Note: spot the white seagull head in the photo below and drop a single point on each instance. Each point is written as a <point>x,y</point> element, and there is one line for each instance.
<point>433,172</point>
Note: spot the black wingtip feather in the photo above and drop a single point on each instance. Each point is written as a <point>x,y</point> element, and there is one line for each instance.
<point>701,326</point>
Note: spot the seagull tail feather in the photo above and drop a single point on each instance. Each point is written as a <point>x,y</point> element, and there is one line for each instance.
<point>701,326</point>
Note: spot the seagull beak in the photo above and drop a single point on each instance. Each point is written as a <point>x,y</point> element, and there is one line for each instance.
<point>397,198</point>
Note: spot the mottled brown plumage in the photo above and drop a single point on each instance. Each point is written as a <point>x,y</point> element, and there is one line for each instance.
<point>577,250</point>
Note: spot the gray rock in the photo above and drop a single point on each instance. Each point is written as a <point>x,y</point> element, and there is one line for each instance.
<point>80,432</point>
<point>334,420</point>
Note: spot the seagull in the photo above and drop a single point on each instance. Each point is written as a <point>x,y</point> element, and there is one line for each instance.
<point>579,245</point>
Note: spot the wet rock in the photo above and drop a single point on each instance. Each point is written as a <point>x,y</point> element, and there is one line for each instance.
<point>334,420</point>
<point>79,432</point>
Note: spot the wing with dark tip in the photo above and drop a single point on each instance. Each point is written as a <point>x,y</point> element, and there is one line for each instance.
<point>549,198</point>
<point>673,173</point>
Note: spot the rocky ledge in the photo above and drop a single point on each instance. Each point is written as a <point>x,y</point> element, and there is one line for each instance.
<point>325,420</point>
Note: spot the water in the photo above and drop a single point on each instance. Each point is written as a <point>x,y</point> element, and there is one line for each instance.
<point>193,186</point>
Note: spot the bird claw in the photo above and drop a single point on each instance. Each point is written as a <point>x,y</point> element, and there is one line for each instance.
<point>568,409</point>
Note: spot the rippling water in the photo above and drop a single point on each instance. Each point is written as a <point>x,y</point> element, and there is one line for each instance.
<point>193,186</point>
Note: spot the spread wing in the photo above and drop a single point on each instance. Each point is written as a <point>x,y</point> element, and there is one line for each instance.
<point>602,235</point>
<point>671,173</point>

About this exercise
Each line of the listing is to be output verbatim.

Exercise response
Note: spot the white seagull head in the photo below and drop a single point on each instance. Each point is written as a <point>x,y</point> element, and there is one line for each instance.
<point>433,172</point>
Note: spot the black wingtip feather in the photo above and drop a single point on each instance. Each point is written as a <point>x,y</point> element, and there is one line for each instance.
<point>701,326</point>
Note: spot the seagull tail feather in the photo above and drop a single point on each instance. Each point is written as a <point>x,y</point> element, and there is one line for each instance.
<point>701,326</point>
Note: spot the seagull beak in the photo above and drop a single point on each instance. Each point is written as a <point>x,y</point> element, and there is one line for each instance.
<point>397,198</point>
Note: spot the mottled brown plumage in the photo above and drop a single point on each instance. Each point is written as a <point>x,y</point> element, and there is one line for each instance.
<point>577,250</point>
Note: spot the gray rock in the photo above and drop a single point on each instance. Each point is written as a <point>x,y</point> element, and there is one line for each instance.
<point>80,432</point>
<point>334,420</point>
Note: spot the seagull in the photo above and drop a single point on each instance. Each point is written as a <point>x,y</point> element, and there is one line for each instance.
<point>579,245</point>
Note: spot the wet rock in the photo above and drop a single point on each instance. Each point is written as a <point>x,y</point> element, and there is one line for each instance.
<point>334,420</point>
<point>79,432</point>
Note: spot the wing with dark tip in the photo above and drop a single point on each instance. Each point is written as a <point>x,y</point> element, and there is one line for each instance.
<point>549,198</point>
<point>673,173</point>
Note: spot the rocky ledge in the photo above and drop a single point on each instance. Each point is written as a <point>x,y</point> element, and there is one line for each instance.
<point>325,420</point>
Note: spot the water in the photo above and drop a single point on each instance. Each point is written as a <point>x,y</point> element, and there is one line for each instance.
<point>193,186</point>
Note: spot the bird claw in the photo above and drop a single point on each instance. Each point is written as a <point>x,y</point> element, and there is one line for each instance.
<point>568,409</point>
Note: spot the rippling water in the photo above and drop a single point on each instance. Each point is written as a <point>x,y</point> element, and there is one line for each instance.
<point>193,186</point>
Note: spot the spread wing in the photo above and drop a single point on each instance. Each point is written as a <point>x,y</point> element, and there is one line for each instance.
<point>602,235</point>
<point>671,173</point>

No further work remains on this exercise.